SELECTED EXCERPT —
Symposium | The Missing Progressive Infrastructure

The Need to Let People Fail

By Sally Kohn

Tagged activism

When I was a young progressive coming of age in the identity politics era of the late 1990s, I thought we didn’t need any new ideas. In fact, I thought we had everything we needed—all the organizations, all the strategies, all the campaign models. When people from within the left would protest those strategies, or start new organizations, I was indignant—often impolitely so. When they would say we need to let “a thousand flowers bloom” to cultivate the full bounty of possible change, I would scoff and say something about hothouses and orchids and focusing our energy on what we already know works.

I’ve since changed my mind.

Unlike many people these days, I’m not actually of the opinion that the left is losing. I still believe that, thanks to the yoking of those movements and more, the period we’re in now represents the mostly dying gasps of the backlash to that progress. In fact, what surprises me today is just how resilient the left’s values and norms are in spite of the fact that our strategies and tactics seem equally dated. Culture, media, and especially technology have changed at warp speed and yet much of the left’s ideas about scale and impact resemble the orthodoxies I learned in my youth. Even much of “online organizing,” which can seem all new and flashy, really just transposes our existing ideas about engagement and scale onto new technology.

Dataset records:
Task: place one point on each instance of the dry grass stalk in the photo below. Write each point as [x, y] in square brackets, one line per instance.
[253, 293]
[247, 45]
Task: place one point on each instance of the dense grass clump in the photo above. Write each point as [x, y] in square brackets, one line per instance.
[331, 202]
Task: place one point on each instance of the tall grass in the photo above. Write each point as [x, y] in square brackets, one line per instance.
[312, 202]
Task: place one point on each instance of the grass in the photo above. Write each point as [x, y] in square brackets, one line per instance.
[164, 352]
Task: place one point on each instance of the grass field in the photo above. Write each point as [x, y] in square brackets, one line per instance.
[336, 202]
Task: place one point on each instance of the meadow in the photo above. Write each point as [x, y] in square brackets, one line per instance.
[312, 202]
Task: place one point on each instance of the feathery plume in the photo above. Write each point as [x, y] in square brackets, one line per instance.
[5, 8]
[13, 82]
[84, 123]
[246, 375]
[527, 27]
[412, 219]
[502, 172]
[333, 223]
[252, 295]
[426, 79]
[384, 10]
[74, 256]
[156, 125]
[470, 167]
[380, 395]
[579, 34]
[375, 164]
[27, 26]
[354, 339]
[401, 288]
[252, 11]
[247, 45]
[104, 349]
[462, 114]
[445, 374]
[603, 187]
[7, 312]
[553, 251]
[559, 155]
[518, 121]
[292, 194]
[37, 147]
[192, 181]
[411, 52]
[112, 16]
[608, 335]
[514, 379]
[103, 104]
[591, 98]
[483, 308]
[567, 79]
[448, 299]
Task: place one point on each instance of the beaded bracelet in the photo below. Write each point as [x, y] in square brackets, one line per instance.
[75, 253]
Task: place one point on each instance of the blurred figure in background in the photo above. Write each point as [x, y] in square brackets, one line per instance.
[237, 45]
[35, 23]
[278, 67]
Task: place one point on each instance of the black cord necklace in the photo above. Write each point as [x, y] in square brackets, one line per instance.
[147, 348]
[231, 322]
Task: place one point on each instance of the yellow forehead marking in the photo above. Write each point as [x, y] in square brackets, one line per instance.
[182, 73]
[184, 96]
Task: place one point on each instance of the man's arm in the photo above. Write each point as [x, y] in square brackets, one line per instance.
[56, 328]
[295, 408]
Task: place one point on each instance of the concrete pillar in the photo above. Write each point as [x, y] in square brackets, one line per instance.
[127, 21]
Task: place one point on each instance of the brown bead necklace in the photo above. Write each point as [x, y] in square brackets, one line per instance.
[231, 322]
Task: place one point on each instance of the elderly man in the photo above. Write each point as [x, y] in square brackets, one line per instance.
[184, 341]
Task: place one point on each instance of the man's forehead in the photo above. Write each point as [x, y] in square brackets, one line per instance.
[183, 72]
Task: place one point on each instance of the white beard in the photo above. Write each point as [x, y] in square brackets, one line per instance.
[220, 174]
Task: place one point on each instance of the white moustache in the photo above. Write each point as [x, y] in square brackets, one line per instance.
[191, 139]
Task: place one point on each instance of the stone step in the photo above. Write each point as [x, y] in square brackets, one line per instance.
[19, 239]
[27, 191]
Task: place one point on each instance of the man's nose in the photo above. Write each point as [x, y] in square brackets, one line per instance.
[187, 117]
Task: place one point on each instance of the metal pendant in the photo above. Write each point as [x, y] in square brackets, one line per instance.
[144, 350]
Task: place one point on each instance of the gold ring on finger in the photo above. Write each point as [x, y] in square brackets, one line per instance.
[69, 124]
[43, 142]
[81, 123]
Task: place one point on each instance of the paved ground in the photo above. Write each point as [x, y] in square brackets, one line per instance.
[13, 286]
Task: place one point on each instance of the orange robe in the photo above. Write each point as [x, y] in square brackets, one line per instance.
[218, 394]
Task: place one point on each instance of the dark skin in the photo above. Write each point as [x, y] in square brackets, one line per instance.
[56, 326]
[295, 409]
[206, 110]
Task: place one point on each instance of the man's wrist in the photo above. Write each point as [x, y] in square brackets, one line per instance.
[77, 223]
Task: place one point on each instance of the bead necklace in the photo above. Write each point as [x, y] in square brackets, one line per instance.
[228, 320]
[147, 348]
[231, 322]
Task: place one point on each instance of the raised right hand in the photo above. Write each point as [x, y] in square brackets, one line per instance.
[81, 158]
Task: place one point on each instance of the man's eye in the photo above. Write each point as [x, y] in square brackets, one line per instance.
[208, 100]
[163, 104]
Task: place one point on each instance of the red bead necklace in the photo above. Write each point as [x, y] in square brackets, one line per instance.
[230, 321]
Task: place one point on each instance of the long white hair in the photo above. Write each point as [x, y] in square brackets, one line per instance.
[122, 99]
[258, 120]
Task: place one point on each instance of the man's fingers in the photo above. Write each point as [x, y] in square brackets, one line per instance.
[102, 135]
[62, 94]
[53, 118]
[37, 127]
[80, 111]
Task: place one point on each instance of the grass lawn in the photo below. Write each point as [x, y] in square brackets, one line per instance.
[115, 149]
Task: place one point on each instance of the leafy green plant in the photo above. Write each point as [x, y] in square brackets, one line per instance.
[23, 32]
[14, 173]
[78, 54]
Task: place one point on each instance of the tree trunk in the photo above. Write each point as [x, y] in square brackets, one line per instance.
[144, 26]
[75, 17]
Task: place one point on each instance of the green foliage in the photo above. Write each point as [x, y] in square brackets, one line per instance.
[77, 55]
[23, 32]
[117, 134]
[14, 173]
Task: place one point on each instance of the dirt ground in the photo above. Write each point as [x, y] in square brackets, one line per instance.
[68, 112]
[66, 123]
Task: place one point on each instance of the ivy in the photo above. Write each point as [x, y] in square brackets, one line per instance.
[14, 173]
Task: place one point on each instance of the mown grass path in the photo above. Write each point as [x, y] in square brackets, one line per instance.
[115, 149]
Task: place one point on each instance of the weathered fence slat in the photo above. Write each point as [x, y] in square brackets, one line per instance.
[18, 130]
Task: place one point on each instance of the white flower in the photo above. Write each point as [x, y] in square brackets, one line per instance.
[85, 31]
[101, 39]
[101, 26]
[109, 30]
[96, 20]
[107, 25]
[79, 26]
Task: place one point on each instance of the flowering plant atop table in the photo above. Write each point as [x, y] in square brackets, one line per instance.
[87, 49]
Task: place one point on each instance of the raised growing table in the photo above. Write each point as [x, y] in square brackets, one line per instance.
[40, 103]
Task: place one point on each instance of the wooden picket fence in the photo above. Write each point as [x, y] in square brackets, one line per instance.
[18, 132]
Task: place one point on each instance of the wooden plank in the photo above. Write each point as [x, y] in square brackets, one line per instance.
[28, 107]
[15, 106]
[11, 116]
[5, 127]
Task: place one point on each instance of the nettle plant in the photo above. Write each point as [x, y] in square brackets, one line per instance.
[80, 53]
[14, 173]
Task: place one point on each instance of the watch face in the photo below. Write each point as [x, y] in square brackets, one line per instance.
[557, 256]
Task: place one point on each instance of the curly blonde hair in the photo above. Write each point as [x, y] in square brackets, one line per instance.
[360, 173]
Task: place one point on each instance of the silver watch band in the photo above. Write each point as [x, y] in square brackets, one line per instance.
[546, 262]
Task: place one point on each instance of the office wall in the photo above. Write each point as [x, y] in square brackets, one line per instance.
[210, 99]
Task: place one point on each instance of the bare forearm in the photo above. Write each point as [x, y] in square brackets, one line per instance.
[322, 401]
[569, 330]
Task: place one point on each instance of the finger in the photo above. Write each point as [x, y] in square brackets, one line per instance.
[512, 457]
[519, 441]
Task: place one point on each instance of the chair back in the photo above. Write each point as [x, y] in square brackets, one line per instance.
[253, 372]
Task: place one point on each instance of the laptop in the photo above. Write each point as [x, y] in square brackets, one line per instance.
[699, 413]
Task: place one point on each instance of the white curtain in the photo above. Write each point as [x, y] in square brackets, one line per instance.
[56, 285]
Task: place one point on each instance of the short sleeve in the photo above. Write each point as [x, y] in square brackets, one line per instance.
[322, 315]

SET TASKS —
(a) According to the essay on progressive infrastructure, why does "online organizing" not actually represent a new approach? Answer in one to three sentences.
(b) Duplicate the passage of the essay on progressive infrastructure between "I’ve since changed" and "onto new technology.", inclusive.
(c) In the essay on progressive infrastructure, during what era did the author come of age as a young progressive?

ANSWER LIST —
(a) Although it can seem new and flashy, online organizing mostly takes the left's existing ideas about engagement and scale and transposes them onto new technology.

(b)
I’ve since changed my mind.

Unlike many people these days, I’m not actually of the opinion that the left is losing. I still believe that, thanks to the yoking of those movements and more, the period we’re in now represents the mostly dying gasps of the backlash to that progress. In fact, what surprises me today is just how resilient the left’s values and norms are in spite of the fact that our strategies and tactics seem equally dated. Culture, media, and especially technology have changed at warp speed and yet much of the left’s ideas about scale and impact resemble the orthodoxies I learned in my youth. Even much of “online organizing,” which can seem all new and flashy, really just transposes our existing ideas about engagement and scale onto new technology.

(c) The identity politics era of the late 1990s.